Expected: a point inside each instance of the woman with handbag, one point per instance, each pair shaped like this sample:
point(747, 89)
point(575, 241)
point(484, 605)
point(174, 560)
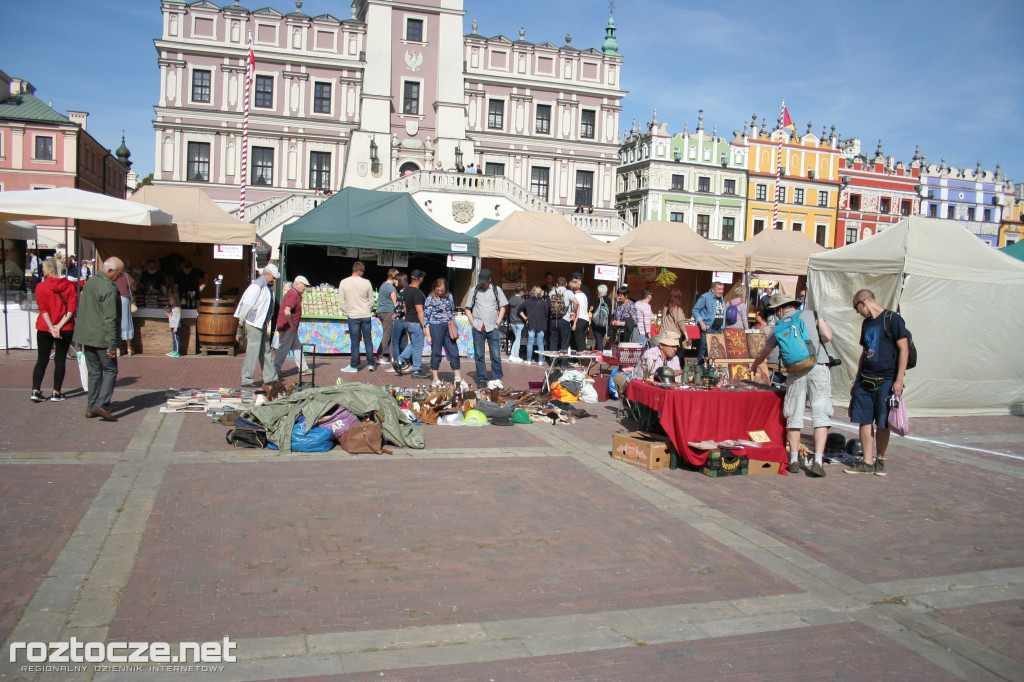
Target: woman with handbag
point(440, 329)
point(57, 301)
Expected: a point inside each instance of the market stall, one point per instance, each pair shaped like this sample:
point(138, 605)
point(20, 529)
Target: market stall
point(368, 225)
point(214, 242)
point(693, 415)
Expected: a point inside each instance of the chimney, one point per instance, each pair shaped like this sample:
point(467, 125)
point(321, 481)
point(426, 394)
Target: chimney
point(79, 118)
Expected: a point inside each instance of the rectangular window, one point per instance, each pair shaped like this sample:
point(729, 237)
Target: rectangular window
point(704, 225)
point(496, 115)
point(539, 182)
point(322, 98)
point(588, 118)
point(201, 86)
point(544, 119)
point(264, 92)
point(414, 31)
point(262, 165)
point(44, 147)
point(199, 162)
point(411, 97)
point(820, 235)
point(728, 229)
point(320, 170)
point(585, 188)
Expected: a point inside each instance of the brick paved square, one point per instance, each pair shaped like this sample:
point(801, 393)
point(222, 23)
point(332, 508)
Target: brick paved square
point(928, 517)
point(251, 550)
point(32, 535)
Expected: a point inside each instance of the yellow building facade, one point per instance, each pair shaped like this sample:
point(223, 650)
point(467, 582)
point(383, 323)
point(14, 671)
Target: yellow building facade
point(810, 184)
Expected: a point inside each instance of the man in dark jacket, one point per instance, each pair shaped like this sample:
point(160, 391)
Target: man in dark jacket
point(97, 329)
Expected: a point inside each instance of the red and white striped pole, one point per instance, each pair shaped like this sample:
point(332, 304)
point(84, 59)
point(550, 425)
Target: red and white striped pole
point(250, 68)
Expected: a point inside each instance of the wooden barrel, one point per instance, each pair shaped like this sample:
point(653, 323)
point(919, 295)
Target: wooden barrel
point(216, 325)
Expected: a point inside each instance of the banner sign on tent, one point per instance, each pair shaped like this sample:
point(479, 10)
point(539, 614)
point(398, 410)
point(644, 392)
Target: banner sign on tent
point(227, 251)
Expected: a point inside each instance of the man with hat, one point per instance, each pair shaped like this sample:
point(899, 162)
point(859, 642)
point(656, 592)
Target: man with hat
point(254, 312)
point(288, 325)
point(813, 383)
point(485, 306)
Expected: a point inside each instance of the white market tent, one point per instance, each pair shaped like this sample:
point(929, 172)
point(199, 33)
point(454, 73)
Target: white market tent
point(963, 301)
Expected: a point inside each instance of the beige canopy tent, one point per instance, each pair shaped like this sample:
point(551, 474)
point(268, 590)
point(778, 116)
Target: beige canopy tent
point(198, 219)
point(544, 237)
point(664, 244)
point(777, 252)
point(963, 301)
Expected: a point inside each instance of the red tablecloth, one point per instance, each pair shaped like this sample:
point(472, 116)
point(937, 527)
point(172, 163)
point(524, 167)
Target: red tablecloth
point(691, 416)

**Task to carry out:**
Go through the entries above and print each one exactly, minus the pictures.

**Correct result:**
Expected: a point inside each instance of the woman with handbag, one point per instance, each pair shaped like this sample:
point(747, 89)
point(575, 241)
point(484, 605)
point(174, 560)
Target: woman with handbag
point(440, 329)
point(57, 301)
Expected: a point inside each instance of the market stall, one point per instance, each pair shaped like this sample:
point(138, 605)
point(20, 529)
Target: market stall
point(368, 225)
point(214, 242)
point(693, 415)
Expected: a point inside each instance of the chimney, one point per instance, each pair shaped like this sample:
point(467, 125)
point(321, 481)
point(426, 394)
Target: chimney
point(79, 118)
Expected: a point inside each instance of the rectangular window, one point per instance, each pair shaped like this sample:
point(729, 237)
Target: rectangular window
point(704, 225)
point(496, 115)
point(539, 182)
point(322, 98)
point(588, 118)
point(201, 86)
point(544, 119)
point(264, 92)
point(414, 31)
point(262, 165)
point(44, 147)
point(199, 162)
point(411, 97)
point(820, 235)
point(728, 229)
point(320, 170)
point(585, 188)
Expected: a point inside each instance of the brick paved square, one point per instance, each pair shaped like this sample:
point(801, 393)
point(222, 23)
point(332, 508)
Target: brick paved square
point(928, 517)
point(251, 550)
point(32, 535)
Expected: a point inside each instance of the yellow building facade, one point per instance, each pair shaped like this sample:
point(223, 650)
point(467, 582)
point(383, 323)
point(14, 671)
Target: yellow building facade
point(810, 184)
Expected: a point inside each instance of the man in dark jacket, one point per instance, each pair shaped like this sample:
point(160, 391)
Target: man in dark jacket
point(97, 329)
Expected: a point inside each instance of the red and white striped pole, one point per instance, each pair shaped like this sample:
point(332, 304)
point(84, 59)
point(550, 425)
Target: red and white striped pole
point(250, 68)
Expected: a point inside each instance of the wooden barrel, one point per instance, each pair shaped like this sample:
point(653, 323)
point(919, 295)
Target: wooden barrel
point(216, 325)
Expected: a point inside each instance of the banner sign on tent, one point per instance, each pair shaped like this sample:
point(479, 10)
point(539, 614)
point(398, 410)
point(644, 392)
Target: banner sign on tent
point(227, 251)
Expected: a point inside each instance of the man with hat, one point per instance, each pair shaped like this sample:
point(899, 162)
point(859, 642)
point(656, 592)
Target: man with hat
point(254, 312)
point(288, 325)
point(813, 383)
point(485, 306)
Expected: a point inside each instance of the white market tent, one point per instance, each pair shaped like this sample:
point(929, 172)
point(199, 33)
point(454, 73)
Target: white market tent
point(963, 301)
Expected: a point inside each instance of the beige canopy tent, one point per instance, each pair shaped like this sample:
point(551, 474)
point(268, 590)
point(778, 116)
Target: beige canopy tent
point(198, 219)
point(544, 237)
point(664, 244)
point(777, 252)
point(963, 301)
Expected: a point inside each instance of the red tablecloth, one point per instance, each pair shaped like this sample:
point(472, 116)
point(937, 527)
point(172, 163)
point(524, 167)
Target: red tablecloth
point(691, 416)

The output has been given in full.